• **Data shown**:
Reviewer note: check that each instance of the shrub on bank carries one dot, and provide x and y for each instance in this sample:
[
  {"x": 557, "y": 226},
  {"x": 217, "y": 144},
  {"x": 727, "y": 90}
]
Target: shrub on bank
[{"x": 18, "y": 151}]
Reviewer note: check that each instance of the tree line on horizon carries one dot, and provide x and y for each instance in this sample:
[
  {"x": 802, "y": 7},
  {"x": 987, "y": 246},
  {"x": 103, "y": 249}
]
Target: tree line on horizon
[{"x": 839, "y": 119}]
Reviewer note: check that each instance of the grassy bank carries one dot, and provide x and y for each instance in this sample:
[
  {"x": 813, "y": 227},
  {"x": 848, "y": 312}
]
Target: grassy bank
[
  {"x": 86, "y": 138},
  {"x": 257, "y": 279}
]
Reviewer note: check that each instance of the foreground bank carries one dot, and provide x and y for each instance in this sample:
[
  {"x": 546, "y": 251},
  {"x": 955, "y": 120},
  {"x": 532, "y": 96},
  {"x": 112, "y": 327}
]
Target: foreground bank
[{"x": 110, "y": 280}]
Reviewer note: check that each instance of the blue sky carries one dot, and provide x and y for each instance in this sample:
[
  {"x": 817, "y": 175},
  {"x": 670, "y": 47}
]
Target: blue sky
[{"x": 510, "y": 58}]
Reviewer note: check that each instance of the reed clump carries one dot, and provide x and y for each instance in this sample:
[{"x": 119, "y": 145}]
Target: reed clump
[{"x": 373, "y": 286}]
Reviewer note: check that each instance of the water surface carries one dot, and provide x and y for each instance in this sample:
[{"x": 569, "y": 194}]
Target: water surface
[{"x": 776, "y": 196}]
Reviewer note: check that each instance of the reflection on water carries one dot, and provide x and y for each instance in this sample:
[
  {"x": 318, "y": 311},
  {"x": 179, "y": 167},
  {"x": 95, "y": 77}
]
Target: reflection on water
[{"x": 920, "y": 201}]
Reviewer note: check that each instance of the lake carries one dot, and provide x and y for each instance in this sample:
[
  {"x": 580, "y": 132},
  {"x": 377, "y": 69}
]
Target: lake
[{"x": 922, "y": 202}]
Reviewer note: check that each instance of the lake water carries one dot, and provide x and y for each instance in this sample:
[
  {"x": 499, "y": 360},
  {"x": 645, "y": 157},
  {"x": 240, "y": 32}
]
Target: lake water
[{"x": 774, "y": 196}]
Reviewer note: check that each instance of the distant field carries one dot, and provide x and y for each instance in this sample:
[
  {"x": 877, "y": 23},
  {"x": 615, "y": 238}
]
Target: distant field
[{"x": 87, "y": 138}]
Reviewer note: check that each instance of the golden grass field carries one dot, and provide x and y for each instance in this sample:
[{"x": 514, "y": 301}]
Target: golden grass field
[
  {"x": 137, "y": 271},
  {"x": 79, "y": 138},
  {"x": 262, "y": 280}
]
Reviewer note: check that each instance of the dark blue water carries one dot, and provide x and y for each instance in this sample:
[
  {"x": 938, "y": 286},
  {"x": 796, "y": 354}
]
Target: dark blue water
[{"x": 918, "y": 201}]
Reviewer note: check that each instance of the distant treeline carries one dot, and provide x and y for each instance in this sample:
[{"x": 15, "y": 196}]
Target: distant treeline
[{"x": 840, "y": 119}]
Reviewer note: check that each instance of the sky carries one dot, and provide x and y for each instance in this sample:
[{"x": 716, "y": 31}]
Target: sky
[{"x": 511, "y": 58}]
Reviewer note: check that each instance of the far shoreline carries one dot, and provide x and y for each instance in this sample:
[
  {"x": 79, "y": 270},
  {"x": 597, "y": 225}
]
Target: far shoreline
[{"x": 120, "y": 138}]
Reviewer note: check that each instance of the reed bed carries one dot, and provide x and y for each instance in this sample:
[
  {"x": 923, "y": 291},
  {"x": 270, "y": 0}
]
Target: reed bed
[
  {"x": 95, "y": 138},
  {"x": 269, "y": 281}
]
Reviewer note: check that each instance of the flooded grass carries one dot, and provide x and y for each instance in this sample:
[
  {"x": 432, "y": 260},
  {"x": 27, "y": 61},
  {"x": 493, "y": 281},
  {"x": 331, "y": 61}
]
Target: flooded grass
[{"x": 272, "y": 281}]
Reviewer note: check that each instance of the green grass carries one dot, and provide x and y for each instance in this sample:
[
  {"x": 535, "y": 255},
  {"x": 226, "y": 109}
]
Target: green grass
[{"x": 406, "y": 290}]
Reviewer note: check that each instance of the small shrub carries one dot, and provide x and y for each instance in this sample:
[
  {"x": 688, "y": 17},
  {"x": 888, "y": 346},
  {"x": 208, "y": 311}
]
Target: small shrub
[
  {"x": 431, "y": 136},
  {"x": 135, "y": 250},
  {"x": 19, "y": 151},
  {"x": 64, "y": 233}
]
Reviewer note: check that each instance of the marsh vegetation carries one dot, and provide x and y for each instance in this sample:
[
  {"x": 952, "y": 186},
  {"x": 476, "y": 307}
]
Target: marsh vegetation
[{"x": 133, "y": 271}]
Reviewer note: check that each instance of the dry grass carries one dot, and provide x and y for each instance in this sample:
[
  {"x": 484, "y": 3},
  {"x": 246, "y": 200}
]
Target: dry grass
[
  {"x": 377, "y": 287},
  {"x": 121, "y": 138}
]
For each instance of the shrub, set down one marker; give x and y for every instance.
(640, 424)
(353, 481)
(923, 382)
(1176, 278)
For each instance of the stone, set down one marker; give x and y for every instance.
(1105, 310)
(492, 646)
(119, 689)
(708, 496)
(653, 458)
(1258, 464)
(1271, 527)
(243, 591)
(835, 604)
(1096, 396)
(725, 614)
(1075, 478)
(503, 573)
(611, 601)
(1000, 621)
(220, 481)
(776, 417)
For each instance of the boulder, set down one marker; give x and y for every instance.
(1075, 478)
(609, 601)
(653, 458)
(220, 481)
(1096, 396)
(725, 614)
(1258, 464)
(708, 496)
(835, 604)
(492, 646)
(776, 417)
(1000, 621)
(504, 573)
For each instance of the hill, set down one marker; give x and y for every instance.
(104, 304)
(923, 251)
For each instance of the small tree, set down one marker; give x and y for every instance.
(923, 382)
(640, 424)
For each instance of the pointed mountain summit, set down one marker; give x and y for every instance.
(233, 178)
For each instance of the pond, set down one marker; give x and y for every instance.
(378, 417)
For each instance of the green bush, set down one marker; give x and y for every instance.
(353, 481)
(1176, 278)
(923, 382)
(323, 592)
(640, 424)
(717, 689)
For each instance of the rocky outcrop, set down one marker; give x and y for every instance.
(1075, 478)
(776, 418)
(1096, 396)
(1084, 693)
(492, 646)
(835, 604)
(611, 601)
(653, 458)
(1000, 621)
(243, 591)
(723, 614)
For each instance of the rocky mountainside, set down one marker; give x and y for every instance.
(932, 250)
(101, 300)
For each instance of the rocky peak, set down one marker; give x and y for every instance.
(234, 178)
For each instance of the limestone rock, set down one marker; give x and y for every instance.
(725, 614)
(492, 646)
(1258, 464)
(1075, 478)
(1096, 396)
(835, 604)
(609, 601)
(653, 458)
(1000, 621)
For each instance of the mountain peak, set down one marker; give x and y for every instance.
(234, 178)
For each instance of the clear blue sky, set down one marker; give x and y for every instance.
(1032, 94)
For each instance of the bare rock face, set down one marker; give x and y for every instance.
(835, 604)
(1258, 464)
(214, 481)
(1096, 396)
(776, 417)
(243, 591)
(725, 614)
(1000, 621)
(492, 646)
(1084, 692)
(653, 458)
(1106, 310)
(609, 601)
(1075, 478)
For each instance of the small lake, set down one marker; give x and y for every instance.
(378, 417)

• **Exercise instructions**:
Reproduce every record word for word.

• **Answer below**:
Reviewer note: check that each instance of the shrub on bank carries one dot, and provide x and y for each instance in this sample:
[
  {"x": 557, "y": 226},
  {"x": 217, "y": 144},
  {"x": 727, "y": 90}
]
Target: shrub on bank
[{"x": 18, "y": 151}]
Reviewer note: check that each instance of the tree line on horizon carries one dot, and provide x and y for each instance in this sample:
[
  {"x": 802, "y": 7},
  {"x": 987, "y": 246},
  {"x": 103, "y": 249}
]
Target: tree line on horizon
[{"x": 839, "y": 119}]
Reviewer note: check that each instance of the grassy bank carries one dot, and provide x and y for each instance in this sample:
[
  {"x": 813, "y": 227},
  {"x": 848, "y": 312}
]
Target: grassy bank
[
  {"x": 86, "y": 138},
  {"x": 257, "y": 279}
]
Reviewer note: check that each instance of the foreground bank carries one dot, and provide x and y for each instance in this sample:
[
  {"x": 546, "y": 251},
  {"x": 955, "y": 120},
  {"x": 532, "y": 96},
  {"x": 112, "y": 327}
]
Target: foreground bank
[{"x": 110, "y": 280}]
Reviewer note: check that each instance of the blue sky carries one dot, and provide x and y for each instance in this sample:
[
  {"x": 817, "y": 175},
  {"x": 670, "y": 47}
]
Target: blue sky
[{"x": 510, "y": 58}]
Reviewer note: check that each instance of the reed clump carries one dot, and provide x and y for each instance in this sample:
[{"x": 119, "y": 145}]
Target: reed clump
[{"x": 373, "y": 286}]
Reviewer note: check that each instance of the water surface carries one dot, and provide x and y for each instance in this sample:
[{"x": 569, "y": 194}]
Target: water surface
[{"x": 776, "y": 196}]
Reviewer note: check that each instance of the reflection on water carries one dot, and provide x and y for each instance in this sample:
[
  {"x": 318, "y": 311},
  {"x": 179, "y": 167},
  {"x": 95, "y": 77}
]
Target: reflection on water
[{"x": 920, "y": 201}]
Reviewer note: check that each instance of the lake carries one dot, and provide x and y for each instance in this sample:
[
  {"x": 580, "y": 132},
  {"x": 377, "y": 69}
]
Target: lake
[{"x": 922, "y": 202}]
Reviewer note: check that each instance of the lake water carries one dot, and provide x and y for each instance in this sample:
[
  {"x": 499, "y": 360},
  {"x": 645, "y": 157},
  {"x": 240, "y": 32}
]
Target: lake water
[{"x": 774, "y": 196}]
Reviewer note: check that each instance of the distant field carries one dot, and provide x and y for each instance in this sample:
[
  {"x": 877, "y": 23},
  {"x": 615, "y": 238}
]
Target: distant field
[{"x": 87, "y": 138}]
Reviewer note: check that each instance of the golden grass field carries one dot, and provide x and y for each instance in this sample:
[{"x": 514, "y": 301}]
Target: golden grass field
[
  {"x": 137, "y": 271},
  {"x": 79, "y": 138},
  {"x": 262, "y": 280}
]
Reviewer note: check that each instance of the dark blue water carries one dot, and provide x and y for each instance in this sample:
[
  {"x": 938, "y": 286},
  {"x": 796, "y": 354}
]
Target: dark blue water
[{"x": 918, "y": 201}]
Reviewer note: check that each instance of the distant treeline carries one dot, and provide x and y for each instance in this sample:
[{"x": 15, "y": 196}]
Target: distant treeline
[{"x": 840, "y": 119}]
Reviewer note: check that each instance of the sky carries one dot, and provide x and y for each instance in this sample:
[{"x": 716, "y": 31}]
Target: sky
[{"x": 511, "y": 58}]
Reviewer note: check that each instance of the far shoreline carries one dot, and provide x and y for each instance in this sample:
[
  {"x": 79, "y": 270},
  {"x": 597, "y": 225}
]
Target: far shoreline
[{"x": 120, "y": 138}]
Reviewer note: check that each instance of the reed bed carries one dot, and provide x and y for each instance in this sample:
[
  {"x": 923, "y": 291},
  {"x": 270, "y": 0}
]
Target: reed bed
[
  {"x": 95, "y": 138},
  {"x": 269, "y": 281}
]
Reviewer note: check that each instance of the flooded grass carries one dot, and provide x and y for each instance in this sample:
[
  {"x": 432, "y": 260},
  {"x": 27, "y": 61},
  {"x": 493, "y": 281},
  {"x": 331, "y": 61}
]
Target: flooded grass
[{"x": 272, "y": 281}]
Reviewer note: check that each instance of the green grass carries one dot, and provide x and y for each instance in this sample:
[
  {"x": 535, "y": 255},
  {"x": 226, "y": 109}
]
Target: green grass
[{"x": 406, "y": 290}]
Reviewer note: check that each instance of the small shrub carries one dot, and provide x and y for each instance in this sample:
[
  {"x": 688, "y": 17},
  {"x": 888, "y": 346},
  {"x": 208, "y": 311}
]
Target: small shrub
[
  {"x": 431, "y": 136},
  {"x": 135, "y": 250},
  {"x": 19, "y": 151},
  {"x": 64, "y": 233}
]
Reviewer note: check that each instance of the marsh vegetation carries one dot, and provide x and y for each instance in this sample:
[
  {"x": 952, "y": 186},
  {"x": 476, "y": 307}
]
Target: marsh vegetation
[{"x": 133, "y": 271}]
Reviewer note: check that each instance of the dry grass carries one dot, and provide x and y for each instance in this sample:
[
  {"x": 484, "y": 3},
  {"x": 246, "y": 200}
]
Target: dry grass
[
  {"x": 377, "y": 287},
  {"x": 121, "y": 138}
]
For each instance of the shrub, set down one marker; give x and y for every instance.
(640, 424)
(353, 481)
(923, 382)
(1176, 278)
For each instance of the stone, set down one marker; give x and y for every instance.
(1105, 310)
(492, 646)
(119, 689)
(708, 496)
(653, 458)
(1258, 464)
(1271, 527)
(243, 591)
(835, 604)
(1096, 396)
(725, 614)
(1075, 478)
(503, 573)
(611, 601)
(1000, 621)
(220, 481)
(776, 417)
For each instance of the boulder, set down one marker; give x and y for every instance.
(1075, 478)
(609, 601)
(653, 458)
(220, 481)
(1096, 396)
(725, 614)
(1258, 464)
(708, 496)
(835, 604)
(492, 646)
(776, 417)
(1000, 621)
(504, 573)
For each instance of the hill, set down one marker; give x and y for every instance.
(104, 304)
(923, 251)
For each instance of the small tree, set down one marker; give x and y for every instance.
(923, 382)
(640, 424)
For each instance of the pointed mountain summit, set down one marker; give x and y for every instance.
(233, 178)
For each instance of the pond, set down one marker; give x and y for every instance.
(378, 417)
For each instance of the green bush, set down one marker; give x and y for every instance.
(353, 481)
(1176, 278)
(923, 382)
(323, 592)
(640, 424)
(717, 689)
For each instance of the rocky outcrop, set down one marker; give x and y for every instance.
(1075, 478)
(776, 418)
(1096, 396)
(1084, 693)
(492, 646)
(835, 604)
(611, 601)
(653, 458)
(1000, 621)
(243, 591)
(723, 614)
For each instance of the rocky mountainside, set down one marker; give x and y for every instance.
(932, 250)
(101, 300)
For each instance of the rocky peak, set down one marker; give x and y for every instance.
(234, 178)
For each instance of the limestone rock, set down one marker; give x and y for every instance.
(725, 614)
(492, 646)
(1258, 464)
(1075, 478)
(1096, 396)
(835, 604)
(609, 601)
(653, 458)
(1000, 621)
For each instance of the mountain peak, set down one marker; give x and y for every instance.
(234, 178)
For each instance of the clear blue sky, set down one marker; give x and y for every instance.
(1032, 94)
For each instance of the bare rock face, set down one marker; give x and y for every instance.
(835, 604)
(1258, 464)
(214, 481)
(1096, 396)
(776, 417)
(243, 591)
(725, 614)
(1000, 621)
(492, 646)
(1084, 692)
(653, 458)
(1106, 310)
(609, 601)
(1075, 478)
For each instance of the small lake, set down one marker; give x and y for every instance.
(378, 417)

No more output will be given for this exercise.